▶ **EXERCISE**:
Within the records below, reproduce without change the lines from the line that has "Note to the class: point to the yellow" through the line that has "Note to the class: point to the curved", and only those.

▶ **DATA FOR THE TASK**:
=== Begin Enclosure ===

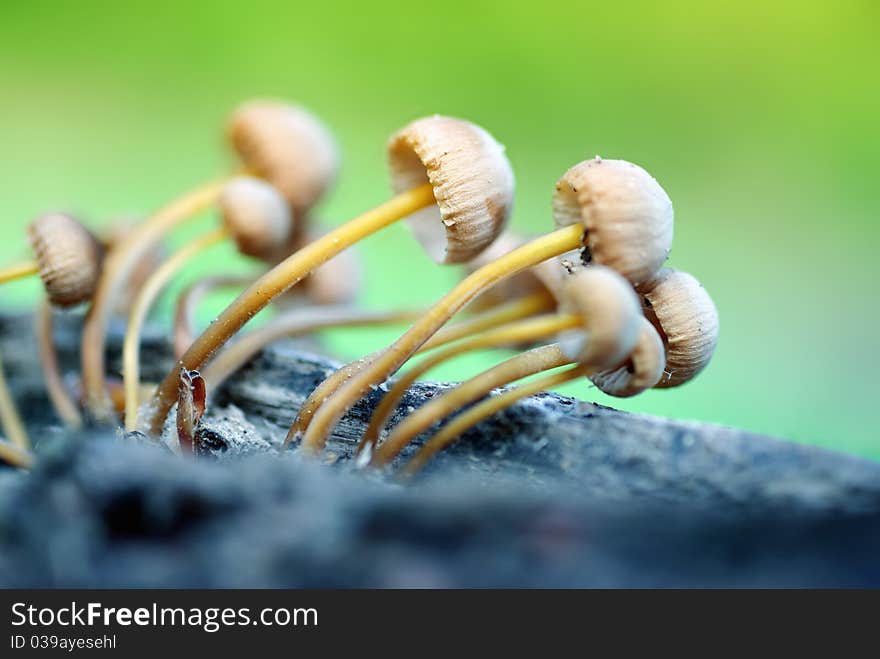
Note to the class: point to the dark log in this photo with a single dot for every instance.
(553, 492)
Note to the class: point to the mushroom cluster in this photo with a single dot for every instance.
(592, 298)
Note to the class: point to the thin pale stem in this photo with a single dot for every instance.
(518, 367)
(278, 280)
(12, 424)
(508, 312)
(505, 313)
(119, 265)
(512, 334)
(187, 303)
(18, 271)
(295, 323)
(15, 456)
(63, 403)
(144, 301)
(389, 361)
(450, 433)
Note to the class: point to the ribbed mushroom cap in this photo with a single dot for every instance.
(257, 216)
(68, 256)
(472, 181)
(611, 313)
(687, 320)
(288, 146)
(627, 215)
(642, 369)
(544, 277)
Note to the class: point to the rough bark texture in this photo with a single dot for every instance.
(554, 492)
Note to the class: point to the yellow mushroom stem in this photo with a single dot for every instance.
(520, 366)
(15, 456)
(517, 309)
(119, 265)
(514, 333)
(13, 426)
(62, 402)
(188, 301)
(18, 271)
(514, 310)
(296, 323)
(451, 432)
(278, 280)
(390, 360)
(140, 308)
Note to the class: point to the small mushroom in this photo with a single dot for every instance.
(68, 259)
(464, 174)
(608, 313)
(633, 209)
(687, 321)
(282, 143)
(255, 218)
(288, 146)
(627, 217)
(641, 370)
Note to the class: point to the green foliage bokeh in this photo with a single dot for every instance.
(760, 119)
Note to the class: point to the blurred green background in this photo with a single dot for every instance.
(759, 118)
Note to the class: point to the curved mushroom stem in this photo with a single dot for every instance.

=== End Enclosure ===
=== Begin Enclosure ===

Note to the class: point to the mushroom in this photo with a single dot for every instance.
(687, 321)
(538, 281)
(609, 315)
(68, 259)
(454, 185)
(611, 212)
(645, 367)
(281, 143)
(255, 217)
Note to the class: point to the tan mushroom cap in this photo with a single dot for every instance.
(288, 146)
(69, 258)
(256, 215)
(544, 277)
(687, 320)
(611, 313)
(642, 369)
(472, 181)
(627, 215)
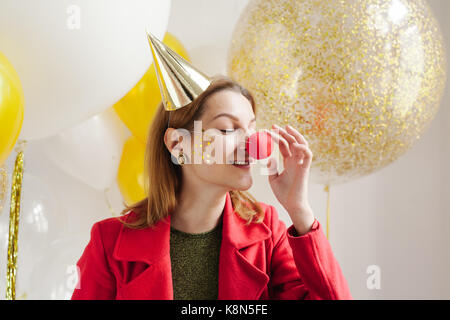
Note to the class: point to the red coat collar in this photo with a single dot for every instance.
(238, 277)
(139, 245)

=== End Enclosure ===
=== Begin Enclosure ===

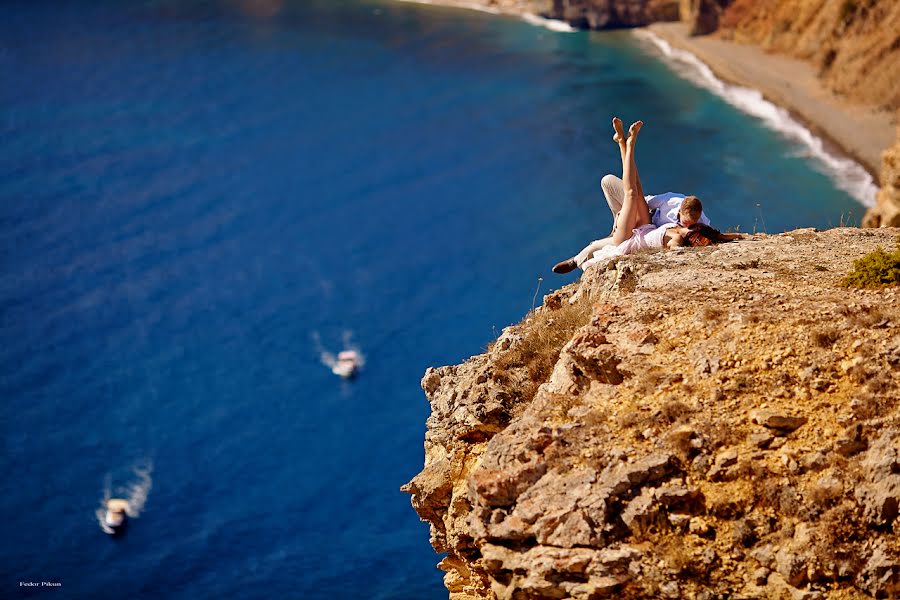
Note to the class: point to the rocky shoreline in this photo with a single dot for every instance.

=== End Enclosure ===

▶ **TASK RESULT**:
Note to the class: point to the yellow mushroom stem in this photo with a single dot for every instance.
(520, 366)
(15, 456)
(517, 309)
(119, 265)
(514, 333)
(13, 426)
(62, 402)
(188, 301)
(18, 271)
(514, 310)
(296, 323)
(451, 432)
(278, 280)
(390, 360)
(140, 308)
Note to the class: point to the small mushroom in this photo with a single dot for every instance.
(68, 259)
(464, 174)
(608, 313)
(633, 209)
(687, 321)
(282, 143)
(255, 218)
(288, 146)
(627, 217)
(641, 370)
Note to the class: point to the green foliage bokeh in this photo with a single dot for every instance.
(760, 119)
Note to the class: point to the blurred green background in this photo with a single dot for every instance.
(759, 118)
Note to the class: point to the curved mushroom stem in this photo with a single dot for every instance.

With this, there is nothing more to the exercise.